■ **TEXTO FORNECIDO**
※ ※ ※

Ponte de Coimbra levantada a 3 de Septembro de 1848 na occazião do maior abatimento das Agôas
Para além dos inconvenientes da falta de atravessamento, as cheias que recorrentemente invadiam a zona ribeirinha criavam péssimas condições sanitárias, conduzindo frequentemente a epidemias de cólera, febre tifoide e malária. Esta situação precária era agravada pela elevada concentração de população atraída à zona baixa pela facilidade de acesso e circulação. Efetivamente, apesar de sujeita à fúria das aguas e de estar implantada sobre camadas sucessivas de entulhos arrastados pelo rio, era na Baixa que se localizavam as principais atividades comerciais e artesanais da cidade.
Calmeiro, M.I.B.R. 2014. Urbanismo antes dos Planos: Coimbra 1834-1924. Vol. I. Tese de doutoramento em Arquitetura, apresentada à Faculdade de Ciências e Tecnologia da Universidade de Coimbra, pg. 160-164.

※ ※ ※

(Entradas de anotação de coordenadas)
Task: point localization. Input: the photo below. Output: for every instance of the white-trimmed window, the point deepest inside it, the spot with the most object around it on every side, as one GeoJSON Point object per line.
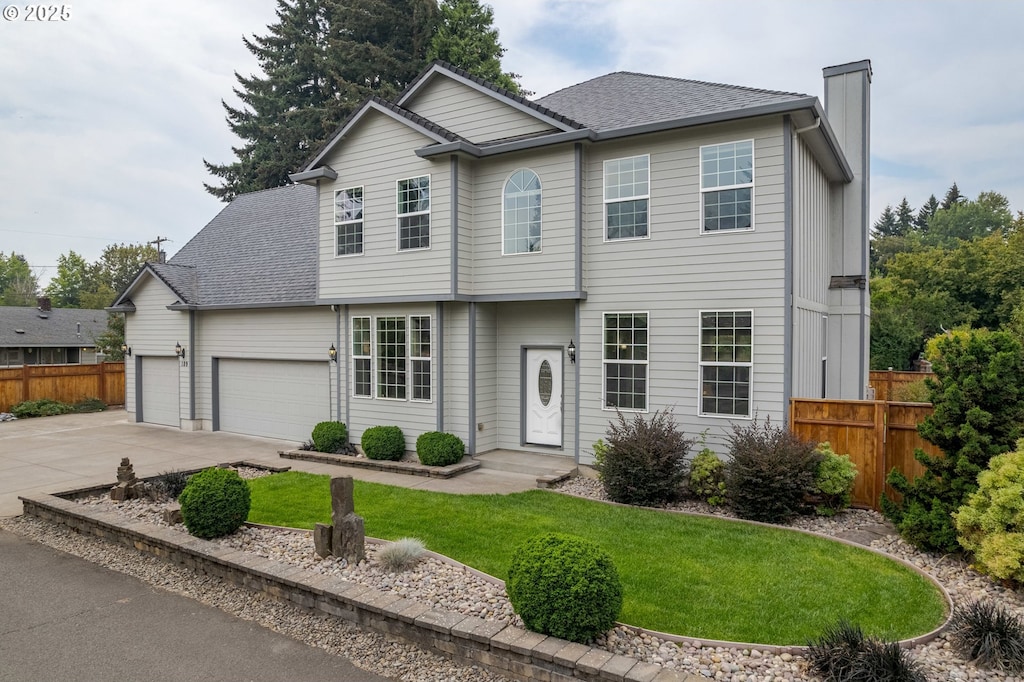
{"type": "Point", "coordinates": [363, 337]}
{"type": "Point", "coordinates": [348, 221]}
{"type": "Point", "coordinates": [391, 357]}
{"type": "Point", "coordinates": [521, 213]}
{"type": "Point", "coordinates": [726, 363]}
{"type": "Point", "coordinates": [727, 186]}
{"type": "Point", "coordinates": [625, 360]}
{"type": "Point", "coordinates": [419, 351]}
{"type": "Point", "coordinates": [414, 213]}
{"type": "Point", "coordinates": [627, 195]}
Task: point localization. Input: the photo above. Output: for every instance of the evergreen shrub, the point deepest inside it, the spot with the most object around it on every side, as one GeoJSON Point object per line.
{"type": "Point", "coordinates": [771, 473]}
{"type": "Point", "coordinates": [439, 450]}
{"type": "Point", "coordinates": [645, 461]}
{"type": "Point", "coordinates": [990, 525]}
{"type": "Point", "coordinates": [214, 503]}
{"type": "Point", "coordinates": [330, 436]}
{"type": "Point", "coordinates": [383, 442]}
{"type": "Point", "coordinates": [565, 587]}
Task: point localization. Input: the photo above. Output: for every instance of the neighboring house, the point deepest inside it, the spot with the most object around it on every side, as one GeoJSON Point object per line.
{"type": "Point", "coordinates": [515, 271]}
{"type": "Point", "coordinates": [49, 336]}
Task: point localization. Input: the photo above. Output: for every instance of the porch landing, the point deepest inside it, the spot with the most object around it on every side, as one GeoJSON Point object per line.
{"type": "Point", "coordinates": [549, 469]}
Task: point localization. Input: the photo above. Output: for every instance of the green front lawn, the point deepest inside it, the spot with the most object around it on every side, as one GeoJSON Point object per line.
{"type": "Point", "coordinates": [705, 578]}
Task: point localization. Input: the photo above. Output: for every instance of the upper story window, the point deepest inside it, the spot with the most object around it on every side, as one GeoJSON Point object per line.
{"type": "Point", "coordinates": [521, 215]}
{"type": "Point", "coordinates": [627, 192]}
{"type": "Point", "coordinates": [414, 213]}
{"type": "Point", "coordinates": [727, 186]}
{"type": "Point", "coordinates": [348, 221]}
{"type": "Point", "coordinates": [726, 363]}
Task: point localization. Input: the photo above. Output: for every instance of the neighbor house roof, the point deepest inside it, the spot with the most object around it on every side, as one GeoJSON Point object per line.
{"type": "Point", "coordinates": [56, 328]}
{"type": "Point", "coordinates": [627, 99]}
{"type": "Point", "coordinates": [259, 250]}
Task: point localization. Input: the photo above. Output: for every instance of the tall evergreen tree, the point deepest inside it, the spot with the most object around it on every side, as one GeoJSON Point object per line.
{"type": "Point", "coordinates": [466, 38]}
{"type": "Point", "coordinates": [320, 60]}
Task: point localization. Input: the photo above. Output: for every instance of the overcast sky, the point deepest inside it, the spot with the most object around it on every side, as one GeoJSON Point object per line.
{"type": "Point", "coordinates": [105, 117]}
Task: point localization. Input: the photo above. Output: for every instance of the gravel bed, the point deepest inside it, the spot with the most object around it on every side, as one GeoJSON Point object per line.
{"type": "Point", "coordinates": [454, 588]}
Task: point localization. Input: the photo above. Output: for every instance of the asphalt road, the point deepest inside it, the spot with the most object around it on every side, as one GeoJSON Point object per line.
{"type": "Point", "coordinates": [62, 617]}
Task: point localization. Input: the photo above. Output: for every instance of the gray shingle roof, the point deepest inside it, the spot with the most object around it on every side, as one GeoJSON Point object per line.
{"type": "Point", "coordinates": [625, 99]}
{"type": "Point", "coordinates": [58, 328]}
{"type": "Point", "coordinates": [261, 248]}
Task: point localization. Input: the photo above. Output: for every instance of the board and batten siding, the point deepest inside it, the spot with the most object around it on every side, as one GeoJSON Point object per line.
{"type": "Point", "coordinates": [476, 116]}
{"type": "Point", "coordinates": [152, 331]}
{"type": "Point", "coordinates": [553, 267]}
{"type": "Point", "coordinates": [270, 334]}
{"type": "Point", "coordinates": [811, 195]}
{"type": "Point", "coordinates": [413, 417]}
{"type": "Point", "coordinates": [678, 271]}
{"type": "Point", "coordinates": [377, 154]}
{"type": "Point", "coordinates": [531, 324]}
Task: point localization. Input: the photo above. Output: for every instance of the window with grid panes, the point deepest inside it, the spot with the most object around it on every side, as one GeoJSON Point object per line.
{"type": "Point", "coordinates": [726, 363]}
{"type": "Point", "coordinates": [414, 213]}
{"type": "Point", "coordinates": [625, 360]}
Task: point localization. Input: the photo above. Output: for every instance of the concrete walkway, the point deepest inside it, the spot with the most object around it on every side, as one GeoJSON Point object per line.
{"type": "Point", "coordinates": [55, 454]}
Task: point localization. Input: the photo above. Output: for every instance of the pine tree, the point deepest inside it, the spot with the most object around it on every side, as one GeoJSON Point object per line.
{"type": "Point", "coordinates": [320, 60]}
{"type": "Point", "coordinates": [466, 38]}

※ ※ ※

■ **TAREFA**
Segundo o texto sobre as cheias em Coimbra, em que zona da cidade ficavam as principais atividades comerciais e artesanais? As entradas não têm qualquer relação com o texto sobre as cheias em Coimbra.

■ **RESOLUÇÃO**
Na Baixa.